_Exercise description_.
Render every line of the listing below as a numbered list, skipping any blank lines and leaving the pictures out of your answer.

Records

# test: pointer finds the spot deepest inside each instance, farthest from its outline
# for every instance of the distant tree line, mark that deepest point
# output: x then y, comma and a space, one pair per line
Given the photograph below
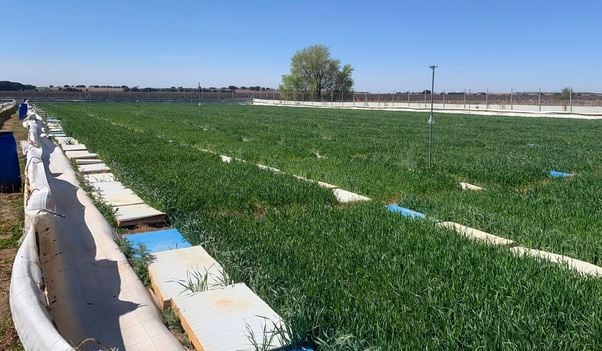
6, 85
135, 89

_Task solution_.
1. # test: pointer finds the spot deepest inside each instance, farthest from its outline
2. # for every instance of the distant tree line, mark that deepest point
3. # output: x then y, comma and a space, one pair per line
4. Given the photograph below
5. 6, 85
6. 135, 89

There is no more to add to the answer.